_Source text_
● ● ● ●

We hypothesized that sensitivity for detecting trends in time series data would be higher with line graphs that represent data via position than with stripplots that represent data via color. This hypothesis is consistent with the idea that ensemble perception builds from the perception of individual elements. If the data instead show better sensitivity with stripplots, this would suggest that color, rather than position, is better for summary tasks including detecting averages and trends (Szafir et al., 2016). This result would also suggest that worse resolution at the pairwise level (cf., Cleveland & McGill, 1985) leads to better precision at detecting information in ensembles. Such a result would have important implications for the mechanisms driving ensemble perception. We also hypothesize differences in bias such that observers will be more biased to respond that the trends are increasing for stripplots versus line graphs. Such biases have not yet been explored. The current approach investigates what kinds of biases exist for the different kinds of plots and ensemble tasks. 
Method
Participants
Fifty-seven participants were recruited from Amazon's Mechanical Turk (n = 22) and the Psychology Research Participant Pool at Colorado State University (n = 35). 
Stimuli and apparatus
Stimuli were constructed in R (R Core Team, 2017). Data were simulated to create 189 datasets. Each dataset simulated temperature across 100 time points. Each dataset was constructed by simulating a trend with an intercept, slope, and exponent. Random noise was added to each dataset, and cyclical noise was added to some datasets. The equation for constructing the datasets is shown in Equation 1. Time was a vector ranging from 1 to 100. All other values were systematically manipulated parameters.  
\begin{eqnarray} Temperature\; &=& 50 + slope*\;tim{e^{exponent}} \nonumber \\ && +\, randomNoise + cyclicalNoise \quad \end{eqnarray}
(1)

● ● ● ●

_Source material_
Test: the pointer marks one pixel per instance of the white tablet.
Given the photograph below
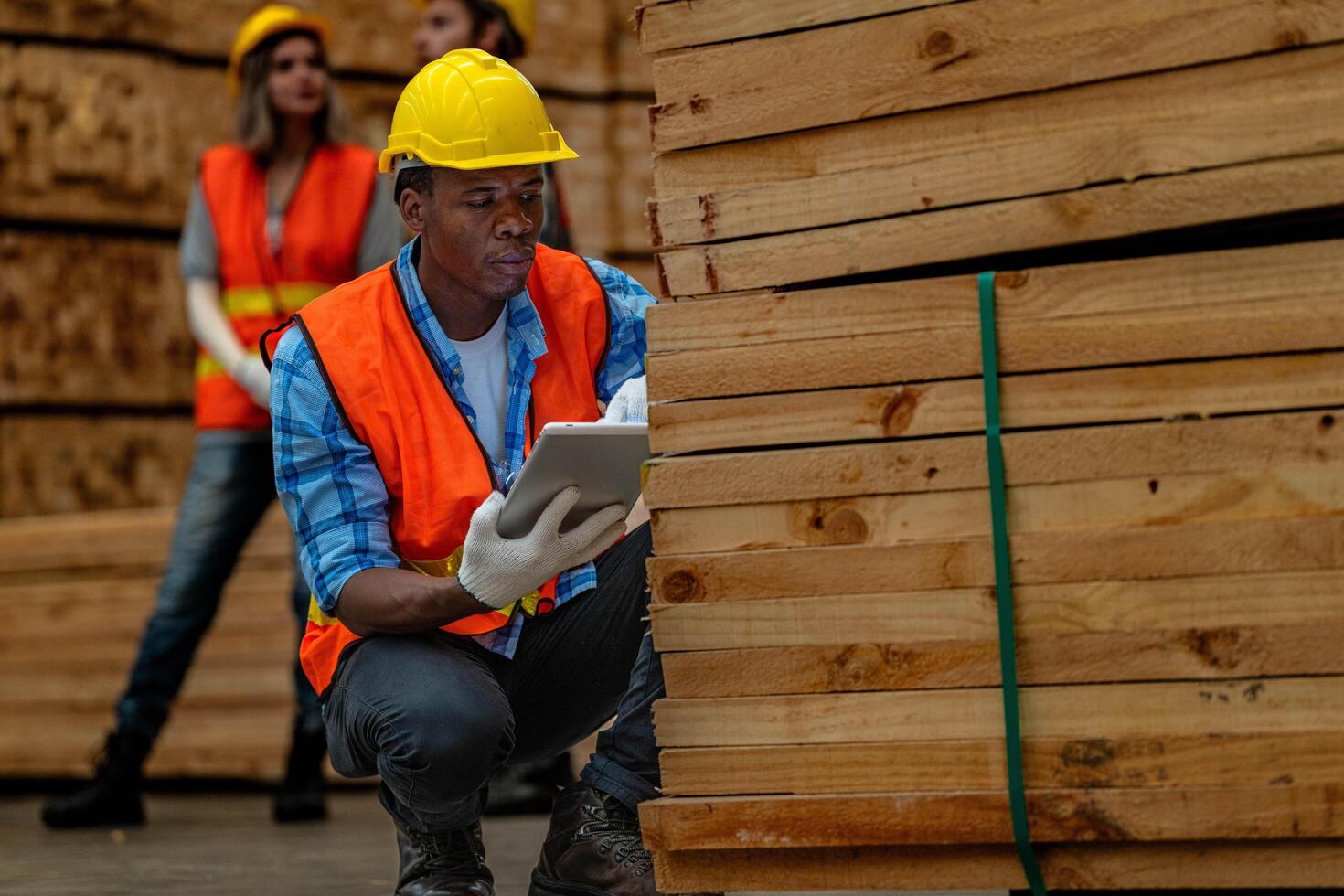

● ● ● ●

_Problem requirements_
Continue the account of the study comparing line graphs with stripplots, picking up directly after its final line.

_Task result_
There were three trend exponents: 1, 2, and 4. Each was constructed to be positive and negative by manipulating the sign of the slope. For the linear trend, the slope was −0.2 or 0.2 and the exponent was 1. For the exponential-2 trend, the slope was −0.002 or 0.002, and the exponent was 2. For the exponential-4 trend, the slope was −0.00002 or 0.00002, and the exponent was 4. There were 3 levels of random noise. The random noise was generated using the rnorm function in R with a mean of 0 and a standard deviation (SD) of 8, 12, or 16. There were also three levels of cyclical noise. One level was to have no cyclical noise, meaning all the noise was random. The other two levels were a short and a long sine wave. This noise was calculated as five times the sine of the product of time (the vector from 1 to 100) multiplied by 0.4 or 0.08 for the short and long waves, respectively. An example of the different components that were combined to create the final dataset are shown in Figure 2. Examples of different combinations are shown in Figure 3. There was an additional trend type for which the slope was 0, and the exponent was 0. Any trends apparent in the data were due to spurious, unintended patterns in the noise. In hindsight, these stimuli should not have been included in the experiment, and data from these trials were excluded from the analyses. The seven trend types × 3 levels of random noise × 3 levels of cyclical noise × 3 repetitions of each produced 189 unique datasets. 
Figure 2.
 
Illustration of the various components of each dataset. In this example, the trend is positive, exponential-2 with the medium level of random noise and the short cyclical noise. The combined plot shows how the data look after the three components are combined, and the stripplot shows how the data were depicted for the stripplot. The alt cyclical noise panel shows an alternative option that was the long cyclical noise.
Figure 2.
 
Illustration of the various components of each dataset. In this example, the trend is positive, exponential-2 with the medium level of random noise and the short cyclical noise. The combined plot shows how the data look after the three components are combined, and the stripplot shows how the data were depicted for the stripplot. The alt cyclical noise panel shows an alternative option that was the long cyclical noise.
Figure 3.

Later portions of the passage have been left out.